INSTRUCCIÓN 1
Transcribe sin cambios los registros, desde la línea que contiene "Each instance of the purple" hasta el final de los registros, ambas incluidas.

TEXTO DE ORIGEN

◇ ◇ ◇ ◇ ◇

Cuando cumplí los ocho años, ya ganaba con regularidad las carreras del equipo de natación de la liga de verano local. Por fin había encontrado algo que se me daba bien. Me gustaba formar parte del equipo y, más importante aún, me gustaba la autodeterminación de todo esto. Para mí fue toda una revelación la idea de que el trabajo duro y la disciplina me hacían único responsable del resultado, ya sea que ganase o perdiese.
Los encuentros de los equipos de natación de la liga de verano fueron el momento culminante de mi juventud. Me sentía parte de algo significativo y, aún más importante, con lo que me lo pasaba bien. El equipo de Edgemoor estaba formado por niños de todas las edades, de los seis a los dieciocho años. Yo admiraba a los niños mayores, incluso los idolatraba un poco, sobre todo a Tom Verdin, un adonis futuro alumno de Harvard que parecía tener todos los récords del mundo y que ganaba todas las carreras en las que participaba. Era un gran nadador y muy inteligente. Pensaba: «Algún día seré un gran nadador, como Tom». Así que le seguía a todas partes como un perrito, dándole la lata incansablemente hasta que me tomó bajo su protección. ¿Cómo has conseguido ser tan rápido? ¿Cuánto tiempo puedes aguantar la respiración? ¡Yo también voy a ir a Harvard! Y así todo el rato. Pero dicho sea a su favor, Tom me aconsejaba con paciencia. Me hizo sentir especial, que podía llegar a ser como él. Antes de irse a Harvard, incluso me dio su bañador, el que había llevado en muchas de sus victorias. Era una forma de cederme el testigo, y para mí eso fue lo más. Nunca lo olvidaré. «Que le den a todos esos niños del autobús», pensé. En ese mundo, podía ser yo mismo. Podía mirar a la gente a los ojos y sonreír. Incluso podía destacar.
Con diez años me fijé el primer auténtico objetivo deportivo: ganar el título de la liga de verano local para niños de diez años o menos en la categoría de 25 metros mariposa. Incluso sacrifiqué mis adoradas vacaciones de verano en el lago Míchigan y me quedé en casa con mi padre para ir a los entrenamientos, mientras mi madre y mi hermana se iban al norte para pasar el mes de julio. Por desgracia, no gané la carrera y por un pelo quedé en segundo puesto detrás de mi archienemigo, Harry Cain. Pero mi tiempo de 16,9 segundos era el récord del equipo, un récord establecido en 1977 y que nadie batió en casi treinta años. Y haber perdido por tan poco me creó la sensación de asunto pendiente, de trabajo que quedaba por hacer. Desde ese momento, invertí el ciento por ciento de todo lo que tenía. Era nadador.

◇ ◇ ◇ ◇ ◇

REGISTROS MOSTRADOS
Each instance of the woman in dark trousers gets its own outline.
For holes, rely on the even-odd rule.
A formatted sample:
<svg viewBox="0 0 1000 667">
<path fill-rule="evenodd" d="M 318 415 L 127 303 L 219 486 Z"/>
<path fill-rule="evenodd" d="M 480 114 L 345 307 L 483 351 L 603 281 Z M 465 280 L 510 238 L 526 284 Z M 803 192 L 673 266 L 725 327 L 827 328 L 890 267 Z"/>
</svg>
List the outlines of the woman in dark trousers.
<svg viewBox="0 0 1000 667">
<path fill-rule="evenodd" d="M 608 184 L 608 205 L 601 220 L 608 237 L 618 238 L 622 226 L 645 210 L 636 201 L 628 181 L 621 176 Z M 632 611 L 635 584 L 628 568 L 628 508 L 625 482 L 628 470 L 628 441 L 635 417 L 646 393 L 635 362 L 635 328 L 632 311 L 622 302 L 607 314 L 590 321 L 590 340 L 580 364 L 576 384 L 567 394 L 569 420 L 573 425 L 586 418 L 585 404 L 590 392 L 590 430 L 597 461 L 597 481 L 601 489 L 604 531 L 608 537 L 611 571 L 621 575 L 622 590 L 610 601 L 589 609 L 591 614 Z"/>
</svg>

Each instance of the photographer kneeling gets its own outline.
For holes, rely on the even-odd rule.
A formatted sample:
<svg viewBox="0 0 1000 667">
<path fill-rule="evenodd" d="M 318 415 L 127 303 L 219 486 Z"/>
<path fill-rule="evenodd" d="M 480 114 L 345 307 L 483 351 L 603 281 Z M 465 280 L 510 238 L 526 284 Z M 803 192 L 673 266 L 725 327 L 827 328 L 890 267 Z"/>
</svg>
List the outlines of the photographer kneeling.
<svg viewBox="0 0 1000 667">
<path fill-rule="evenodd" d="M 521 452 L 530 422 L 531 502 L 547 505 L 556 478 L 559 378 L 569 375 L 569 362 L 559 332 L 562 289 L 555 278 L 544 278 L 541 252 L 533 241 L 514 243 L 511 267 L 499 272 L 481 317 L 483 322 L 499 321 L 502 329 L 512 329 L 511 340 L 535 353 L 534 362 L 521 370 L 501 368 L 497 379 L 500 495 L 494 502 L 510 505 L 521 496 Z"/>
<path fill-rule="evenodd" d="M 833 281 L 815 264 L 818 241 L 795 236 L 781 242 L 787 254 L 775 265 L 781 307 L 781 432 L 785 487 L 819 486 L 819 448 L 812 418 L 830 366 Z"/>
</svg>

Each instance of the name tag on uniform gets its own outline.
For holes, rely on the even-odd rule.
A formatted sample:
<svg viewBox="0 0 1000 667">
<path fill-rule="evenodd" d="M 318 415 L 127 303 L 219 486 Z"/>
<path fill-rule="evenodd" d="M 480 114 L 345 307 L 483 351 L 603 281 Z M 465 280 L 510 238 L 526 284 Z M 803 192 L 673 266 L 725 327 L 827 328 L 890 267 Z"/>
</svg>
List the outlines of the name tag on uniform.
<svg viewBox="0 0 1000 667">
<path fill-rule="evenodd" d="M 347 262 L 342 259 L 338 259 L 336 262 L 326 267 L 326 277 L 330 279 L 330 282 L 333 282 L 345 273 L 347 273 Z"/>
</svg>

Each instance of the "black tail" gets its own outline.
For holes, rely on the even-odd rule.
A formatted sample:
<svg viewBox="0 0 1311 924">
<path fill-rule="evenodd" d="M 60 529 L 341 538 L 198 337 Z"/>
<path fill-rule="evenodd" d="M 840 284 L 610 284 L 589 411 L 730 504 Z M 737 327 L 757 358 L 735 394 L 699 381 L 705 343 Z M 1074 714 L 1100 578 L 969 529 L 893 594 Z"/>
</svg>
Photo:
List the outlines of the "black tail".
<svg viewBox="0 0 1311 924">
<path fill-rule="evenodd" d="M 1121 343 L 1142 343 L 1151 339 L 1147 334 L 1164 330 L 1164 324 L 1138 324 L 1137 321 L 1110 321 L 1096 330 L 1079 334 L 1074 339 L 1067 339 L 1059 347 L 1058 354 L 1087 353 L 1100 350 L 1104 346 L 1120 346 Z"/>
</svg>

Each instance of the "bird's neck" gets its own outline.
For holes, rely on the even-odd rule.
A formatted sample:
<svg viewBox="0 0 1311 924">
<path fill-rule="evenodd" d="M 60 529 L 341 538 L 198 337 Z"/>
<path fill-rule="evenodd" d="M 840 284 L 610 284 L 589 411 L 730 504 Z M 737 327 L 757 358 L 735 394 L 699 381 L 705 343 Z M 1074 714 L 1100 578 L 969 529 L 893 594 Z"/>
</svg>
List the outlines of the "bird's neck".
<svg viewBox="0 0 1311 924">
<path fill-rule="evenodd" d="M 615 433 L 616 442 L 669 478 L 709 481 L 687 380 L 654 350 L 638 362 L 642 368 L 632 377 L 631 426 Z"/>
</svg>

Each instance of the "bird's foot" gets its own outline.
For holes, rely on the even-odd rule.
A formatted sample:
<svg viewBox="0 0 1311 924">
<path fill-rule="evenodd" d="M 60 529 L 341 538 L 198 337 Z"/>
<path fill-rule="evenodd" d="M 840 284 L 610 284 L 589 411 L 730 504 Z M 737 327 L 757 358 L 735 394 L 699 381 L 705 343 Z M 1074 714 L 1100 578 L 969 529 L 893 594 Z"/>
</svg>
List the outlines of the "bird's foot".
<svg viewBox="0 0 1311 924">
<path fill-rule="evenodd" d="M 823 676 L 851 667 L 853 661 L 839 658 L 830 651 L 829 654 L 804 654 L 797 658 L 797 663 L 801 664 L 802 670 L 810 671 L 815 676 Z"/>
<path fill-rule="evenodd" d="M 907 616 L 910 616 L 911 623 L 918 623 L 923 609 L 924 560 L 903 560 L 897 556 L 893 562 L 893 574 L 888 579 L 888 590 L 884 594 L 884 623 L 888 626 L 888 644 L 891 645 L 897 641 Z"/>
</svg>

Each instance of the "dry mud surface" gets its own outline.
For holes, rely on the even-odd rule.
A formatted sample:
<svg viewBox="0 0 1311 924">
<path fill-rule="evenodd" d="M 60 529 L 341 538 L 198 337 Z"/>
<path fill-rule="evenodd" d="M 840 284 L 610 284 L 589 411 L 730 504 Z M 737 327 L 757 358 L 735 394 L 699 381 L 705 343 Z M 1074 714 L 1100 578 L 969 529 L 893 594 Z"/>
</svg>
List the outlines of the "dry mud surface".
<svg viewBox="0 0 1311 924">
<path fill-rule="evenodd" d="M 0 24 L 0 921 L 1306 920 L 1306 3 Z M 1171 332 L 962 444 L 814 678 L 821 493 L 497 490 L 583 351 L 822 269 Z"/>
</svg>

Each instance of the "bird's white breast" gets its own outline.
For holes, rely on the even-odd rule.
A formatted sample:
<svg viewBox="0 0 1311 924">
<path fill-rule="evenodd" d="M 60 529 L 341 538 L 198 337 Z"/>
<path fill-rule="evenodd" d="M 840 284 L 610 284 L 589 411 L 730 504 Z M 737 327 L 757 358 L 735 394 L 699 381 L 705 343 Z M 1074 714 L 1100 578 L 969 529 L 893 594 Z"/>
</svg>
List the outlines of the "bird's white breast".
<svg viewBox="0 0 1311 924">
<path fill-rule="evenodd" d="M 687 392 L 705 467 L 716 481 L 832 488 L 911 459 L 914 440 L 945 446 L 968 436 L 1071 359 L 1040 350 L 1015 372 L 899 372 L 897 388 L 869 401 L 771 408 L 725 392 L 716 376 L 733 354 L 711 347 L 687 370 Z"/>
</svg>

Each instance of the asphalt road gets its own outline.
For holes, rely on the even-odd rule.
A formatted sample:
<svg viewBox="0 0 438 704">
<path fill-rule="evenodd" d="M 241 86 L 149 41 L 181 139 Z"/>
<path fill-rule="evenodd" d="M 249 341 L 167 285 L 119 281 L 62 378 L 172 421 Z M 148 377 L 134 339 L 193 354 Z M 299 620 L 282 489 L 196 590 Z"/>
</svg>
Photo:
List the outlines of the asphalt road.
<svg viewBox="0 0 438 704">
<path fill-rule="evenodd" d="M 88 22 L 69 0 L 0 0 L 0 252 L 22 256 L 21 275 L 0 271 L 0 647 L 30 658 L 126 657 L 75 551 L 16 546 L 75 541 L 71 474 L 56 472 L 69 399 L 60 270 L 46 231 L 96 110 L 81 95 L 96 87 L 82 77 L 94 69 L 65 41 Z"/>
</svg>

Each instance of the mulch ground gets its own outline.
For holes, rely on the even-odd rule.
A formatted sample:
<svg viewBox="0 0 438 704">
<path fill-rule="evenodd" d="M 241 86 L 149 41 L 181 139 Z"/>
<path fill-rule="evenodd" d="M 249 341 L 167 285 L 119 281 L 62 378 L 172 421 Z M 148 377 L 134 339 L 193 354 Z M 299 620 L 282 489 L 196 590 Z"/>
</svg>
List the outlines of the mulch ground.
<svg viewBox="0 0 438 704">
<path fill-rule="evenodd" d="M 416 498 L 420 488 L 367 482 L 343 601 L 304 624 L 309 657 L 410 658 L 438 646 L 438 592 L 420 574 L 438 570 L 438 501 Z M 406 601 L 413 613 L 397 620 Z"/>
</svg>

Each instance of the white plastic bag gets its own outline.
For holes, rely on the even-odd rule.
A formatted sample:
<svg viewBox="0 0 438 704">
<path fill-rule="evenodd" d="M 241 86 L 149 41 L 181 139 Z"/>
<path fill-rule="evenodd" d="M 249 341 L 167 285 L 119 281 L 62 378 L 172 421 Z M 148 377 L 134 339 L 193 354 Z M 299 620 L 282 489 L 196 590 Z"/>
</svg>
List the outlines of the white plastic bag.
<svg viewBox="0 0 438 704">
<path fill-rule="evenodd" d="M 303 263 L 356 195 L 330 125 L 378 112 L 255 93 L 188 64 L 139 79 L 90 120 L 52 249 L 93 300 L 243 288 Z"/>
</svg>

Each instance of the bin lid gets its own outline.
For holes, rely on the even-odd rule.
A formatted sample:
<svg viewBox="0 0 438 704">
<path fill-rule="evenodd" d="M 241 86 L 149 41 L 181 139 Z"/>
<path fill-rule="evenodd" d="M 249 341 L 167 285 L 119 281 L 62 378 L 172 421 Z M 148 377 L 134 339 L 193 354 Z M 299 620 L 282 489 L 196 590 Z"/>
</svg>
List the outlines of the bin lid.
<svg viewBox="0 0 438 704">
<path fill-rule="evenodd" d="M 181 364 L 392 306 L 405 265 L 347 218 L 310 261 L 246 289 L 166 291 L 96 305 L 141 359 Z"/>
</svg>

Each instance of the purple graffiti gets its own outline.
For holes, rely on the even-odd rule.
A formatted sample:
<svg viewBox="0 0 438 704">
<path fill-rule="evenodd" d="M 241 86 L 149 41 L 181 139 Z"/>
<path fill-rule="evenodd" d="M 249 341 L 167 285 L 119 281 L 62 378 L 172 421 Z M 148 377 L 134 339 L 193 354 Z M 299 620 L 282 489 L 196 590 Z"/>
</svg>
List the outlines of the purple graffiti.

◇ ◇ ◇ ◇ ◇

INSTRUCCIÓN 2
Enumera todos los nombres propios distintos que aparecen en el texto sobre la natación.

RESPUESTA ESCRITA 1
Each instance of the purple graffiti gets its own outline.
For holes, rely on the even-odd rule.
A formatted sample:
<svg viewBox="0 0 438 704">
<path fill-rule="evenodd" d="M 241 86 L 149 41 L 181 139 Z"/>
<path fill-rule="evenodd" d="M 249 341 L 167 285 L 119 281 L 62 378 L 172 421 Z M 148 377 L 134 339 L 193 354 Z M 299 620 L 282 489 L 196 590 Z"/>
</svg>
List the outlines of the purple graffiti.

RESPUESTA ESCRITA 2
- Edgemoor
- Tom Verdin
- Harvard
- lago Míchigan
- Harry Cain